- **Provided text**:
Being in the Pamirs, you are in WAKHI country. The Wakhi people have no recognized, sovereign homeland, but are instead spread out across Tajikistan, East Turkestan, Pakistan, and Afghanistan.

We have now laid eyes for the last time (at least on this trip) on XINJIANG (the Chinese name for East Turkestan). Indeed, we are now firmly and deeply in that most mountainous of countries, Tajikistan.

As with so many nation-states on our trans-world journey, we are faced now with the task of completely crossing the country. There is much to see and do here, of course, though we highly recommend YISHUL KUL, an intensely scenic, drying lake high in the Pamirs, and not far off the Pamir highway, our road of choice. After roaming the Pamirs, we'll hire a car to Khorog [fare: less than US$40], then board a plane (get ready: this is one of the coolest flights you'll ever experience) to Dushanbe [fare: US$80, in a tiny aircraft that likes to glide alarmingly close to mountain peaks]. If you can remember back that far, we began this whole adventure on a mountaintop. Let's end it high up as well. To do that, we'll drive from Dushanbe into the ZERAFSHAN RANGE, formed by a river of the same name, to the high-elevation, ancient ruins of Penjikent. For the sake of adding one more Z-word, let's make mention here of the millenia-old Zoroastrian temples here, or what remains of them. A perfect setting to contemplate the fantastic journey we've just completed.

- **Extracted data**:
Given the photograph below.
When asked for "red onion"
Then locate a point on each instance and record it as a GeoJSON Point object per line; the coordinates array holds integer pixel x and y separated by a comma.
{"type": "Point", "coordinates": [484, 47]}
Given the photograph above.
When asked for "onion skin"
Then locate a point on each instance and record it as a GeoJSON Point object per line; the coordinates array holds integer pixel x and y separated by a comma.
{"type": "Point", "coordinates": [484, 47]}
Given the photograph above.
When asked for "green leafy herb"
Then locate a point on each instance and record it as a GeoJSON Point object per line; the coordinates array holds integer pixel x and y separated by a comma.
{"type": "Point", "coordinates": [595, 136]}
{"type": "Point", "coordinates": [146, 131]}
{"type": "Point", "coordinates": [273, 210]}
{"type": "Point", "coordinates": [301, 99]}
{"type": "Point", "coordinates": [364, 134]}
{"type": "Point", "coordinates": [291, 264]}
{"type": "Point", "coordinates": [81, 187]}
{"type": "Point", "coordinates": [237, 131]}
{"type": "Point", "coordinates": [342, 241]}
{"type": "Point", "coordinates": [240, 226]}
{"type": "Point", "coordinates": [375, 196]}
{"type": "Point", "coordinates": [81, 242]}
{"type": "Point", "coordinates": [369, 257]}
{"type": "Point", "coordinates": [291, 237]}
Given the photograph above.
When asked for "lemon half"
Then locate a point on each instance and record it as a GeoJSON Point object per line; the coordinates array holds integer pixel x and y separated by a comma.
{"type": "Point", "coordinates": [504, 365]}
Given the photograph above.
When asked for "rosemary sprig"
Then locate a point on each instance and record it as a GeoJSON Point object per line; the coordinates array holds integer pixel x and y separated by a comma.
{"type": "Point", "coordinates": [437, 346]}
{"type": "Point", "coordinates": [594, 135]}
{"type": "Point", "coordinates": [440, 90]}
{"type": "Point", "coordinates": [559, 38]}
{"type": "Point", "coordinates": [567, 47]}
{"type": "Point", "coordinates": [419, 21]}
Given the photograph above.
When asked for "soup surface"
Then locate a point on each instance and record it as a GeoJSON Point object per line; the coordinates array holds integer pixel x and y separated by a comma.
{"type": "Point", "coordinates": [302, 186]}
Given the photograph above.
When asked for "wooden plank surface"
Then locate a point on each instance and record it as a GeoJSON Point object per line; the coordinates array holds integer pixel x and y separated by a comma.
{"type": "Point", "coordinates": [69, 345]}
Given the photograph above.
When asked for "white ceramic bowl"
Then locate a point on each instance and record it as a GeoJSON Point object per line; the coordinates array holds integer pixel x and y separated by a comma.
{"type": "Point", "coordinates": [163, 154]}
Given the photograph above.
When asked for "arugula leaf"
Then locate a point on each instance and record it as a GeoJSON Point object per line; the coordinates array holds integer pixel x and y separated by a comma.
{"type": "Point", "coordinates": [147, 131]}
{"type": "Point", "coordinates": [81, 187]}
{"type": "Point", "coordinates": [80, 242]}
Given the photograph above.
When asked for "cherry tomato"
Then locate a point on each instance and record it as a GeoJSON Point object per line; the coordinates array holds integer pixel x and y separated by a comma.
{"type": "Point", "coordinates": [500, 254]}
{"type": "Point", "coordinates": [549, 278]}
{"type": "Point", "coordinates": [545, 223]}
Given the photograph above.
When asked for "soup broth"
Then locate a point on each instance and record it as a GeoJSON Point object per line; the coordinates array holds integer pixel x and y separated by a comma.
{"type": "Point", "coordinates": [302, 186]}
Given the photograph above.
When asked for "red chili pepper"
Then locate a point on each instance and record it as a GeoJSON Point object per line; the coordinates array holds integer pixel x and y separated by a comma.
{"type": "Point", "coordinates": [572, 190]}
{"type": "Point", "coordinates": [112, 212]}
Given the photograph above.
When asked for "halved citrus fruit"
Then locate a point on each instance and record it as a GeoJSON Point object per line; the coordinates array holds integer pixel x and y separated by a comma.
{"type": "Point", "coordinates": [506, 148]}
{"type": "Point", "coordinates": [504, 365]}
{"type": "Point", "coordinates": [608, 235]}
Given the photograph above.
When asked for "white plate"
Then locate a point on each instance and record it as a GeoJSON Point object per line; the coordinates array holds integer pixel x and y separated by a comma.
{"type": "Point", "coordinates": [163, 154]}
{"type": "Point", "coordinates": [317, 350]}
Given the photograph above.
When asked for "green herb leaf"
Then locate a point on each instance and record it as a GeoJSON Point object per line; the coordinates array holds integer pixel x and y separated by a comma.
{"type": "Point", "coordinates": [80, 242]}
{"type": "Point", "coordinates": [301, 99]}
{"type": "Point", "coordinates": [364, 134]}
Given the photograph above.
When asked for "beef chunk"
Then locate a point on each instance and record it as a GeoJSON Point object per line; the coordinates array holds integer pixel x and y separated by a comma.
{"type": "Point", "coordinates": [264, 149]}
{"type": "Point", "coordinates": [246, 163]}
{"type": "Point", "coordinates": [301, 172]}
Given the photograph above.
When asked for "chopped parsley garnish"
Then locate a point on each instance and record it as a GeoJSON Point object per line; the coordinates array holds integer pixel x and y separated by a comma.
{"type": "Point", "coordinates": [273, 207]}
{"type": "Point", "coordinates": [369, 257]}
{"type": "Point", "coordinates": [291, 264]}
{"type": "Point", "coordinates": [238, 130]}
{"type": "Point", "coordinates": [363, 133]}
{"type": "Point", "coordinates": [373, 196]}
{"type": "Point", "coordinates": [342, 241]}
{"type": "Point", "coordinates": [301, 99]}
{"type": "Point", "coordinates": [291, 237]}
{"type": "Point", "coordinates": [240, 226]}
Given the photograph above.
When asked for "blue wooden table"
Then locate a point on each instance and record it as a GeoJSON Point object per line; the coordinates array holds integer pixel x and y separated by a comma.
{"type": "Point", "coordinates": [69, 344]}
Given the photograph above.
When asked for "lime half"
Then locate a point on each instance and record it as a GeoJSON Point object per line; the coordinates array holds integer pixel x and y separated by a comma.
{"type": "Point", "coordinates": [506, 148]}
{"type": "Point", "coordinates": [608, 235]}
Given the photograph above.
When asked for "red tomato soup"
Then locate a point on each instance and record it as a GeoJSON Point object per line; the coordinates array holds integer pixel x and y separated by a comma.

- **What the exercise asks**:
Answer these questions on the Tajikistan travel text:
1. In which countries do the Wakhi people live?
2. What place is Xinjiang the Chinese name for?
3. What is the fare for the flight to Dushanbe?
The listing was taken from a separate source.

- **Output of the exercise**:
1. Tajikistan, East Turkestan, Pakistan, and Afghanistan
2. East Turkestan
3. US$80